[begin Items]

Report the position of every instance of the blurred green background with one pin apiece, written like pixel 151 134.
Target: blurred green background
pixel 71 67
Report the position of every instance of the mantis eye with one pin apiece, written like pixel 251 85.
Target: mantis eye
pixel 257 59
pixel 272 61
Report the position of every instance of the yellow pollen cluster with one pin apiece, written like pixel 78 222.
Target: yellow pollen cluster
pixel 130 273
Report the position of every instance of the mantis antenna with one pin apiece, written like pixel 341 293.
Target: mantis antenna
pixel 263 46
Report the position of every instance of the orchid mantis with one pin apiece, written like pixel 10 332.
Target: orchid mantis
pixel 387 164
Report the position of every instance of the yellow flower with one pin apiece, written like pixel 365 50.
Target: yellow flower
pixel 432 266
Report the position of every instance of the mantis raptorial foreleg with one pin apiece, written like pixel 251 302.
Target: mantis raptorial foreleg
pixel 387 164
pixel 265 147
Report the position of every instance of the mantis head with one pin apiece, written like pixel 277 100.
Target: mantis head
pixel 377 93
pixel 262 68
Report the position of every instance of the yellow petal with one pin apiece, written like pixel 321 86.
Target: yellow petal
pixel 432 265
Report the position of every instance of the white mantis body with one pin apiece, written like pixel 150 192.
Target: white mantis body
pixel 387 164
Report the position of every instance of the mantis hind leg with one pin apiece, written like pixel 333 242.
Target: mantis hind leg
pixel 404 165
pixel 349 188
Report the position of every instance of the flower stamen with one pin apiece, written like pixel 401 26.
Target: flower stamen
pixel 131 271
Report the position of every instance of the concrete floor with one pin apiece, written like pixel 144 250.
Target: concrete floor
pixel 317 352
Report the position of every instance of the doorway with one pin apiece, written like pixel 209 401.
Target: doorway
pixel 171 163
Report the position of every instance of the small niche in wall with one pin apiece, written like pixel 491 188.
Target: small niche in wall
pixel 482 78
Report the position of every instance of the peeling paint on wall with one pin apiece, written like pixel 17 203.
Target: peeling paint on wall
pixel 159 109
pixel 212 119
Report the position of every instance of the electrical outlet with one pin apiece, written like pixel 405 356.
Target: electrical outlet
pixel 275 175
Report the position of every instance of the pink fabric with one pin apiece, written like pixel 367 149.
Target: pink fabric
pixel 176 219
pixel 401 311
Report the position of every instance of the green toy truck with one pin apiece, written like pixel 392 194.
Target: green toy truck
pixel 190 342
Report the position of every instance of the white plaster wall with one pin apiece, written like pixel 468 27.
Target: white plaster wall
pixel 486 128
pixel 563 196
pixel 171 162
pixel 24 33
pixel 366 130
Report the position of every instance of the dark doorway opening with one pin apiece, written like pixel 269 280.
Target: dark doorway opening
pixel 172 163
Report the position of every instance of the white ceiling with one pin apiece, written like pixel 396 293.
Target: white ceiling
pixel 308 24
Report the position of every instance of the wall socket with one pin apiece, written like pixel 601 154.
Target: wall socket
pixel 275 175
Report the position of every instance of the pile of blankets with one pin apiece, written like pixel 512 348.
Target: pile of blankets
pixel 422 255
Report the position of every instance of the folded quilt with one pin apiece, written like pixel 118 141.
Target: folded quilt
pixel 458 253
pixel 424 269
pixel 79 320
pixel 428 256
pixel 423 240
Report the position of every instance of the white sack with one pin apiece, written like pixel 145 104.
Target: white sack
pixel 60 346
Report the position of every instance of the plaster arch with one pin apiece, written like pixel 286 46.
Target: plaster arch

[end Items]

**Written exercise:** Print the entries above verbatim, from the line containing "Report the position of every instance of the green" through the line containing "pixel 308 24", both lines included.

**Reply to the task:**
Report the position of every instance of the green toy truck with one pin apiece, written like pixel 392 194.
Target: green toy truck
pixel 190 342
Report the position of every instance of the white plaster wall with one pin apiece, written like pixel 468 27.
Target: white plaster wall
pixel 486 128
pixel 563 196
pixel 171 162
pixel 24 33
pixel 366 130
Report the position of every instance of the dark doorway opening with one pin apiece, written like pixel 269 280.
Target: dark doorway opening
pixel 172 163
Report the position of every instance of the white ceiling with one pin apiece, written like pixel 396 293.
Target: white ceiling
pixel 308 24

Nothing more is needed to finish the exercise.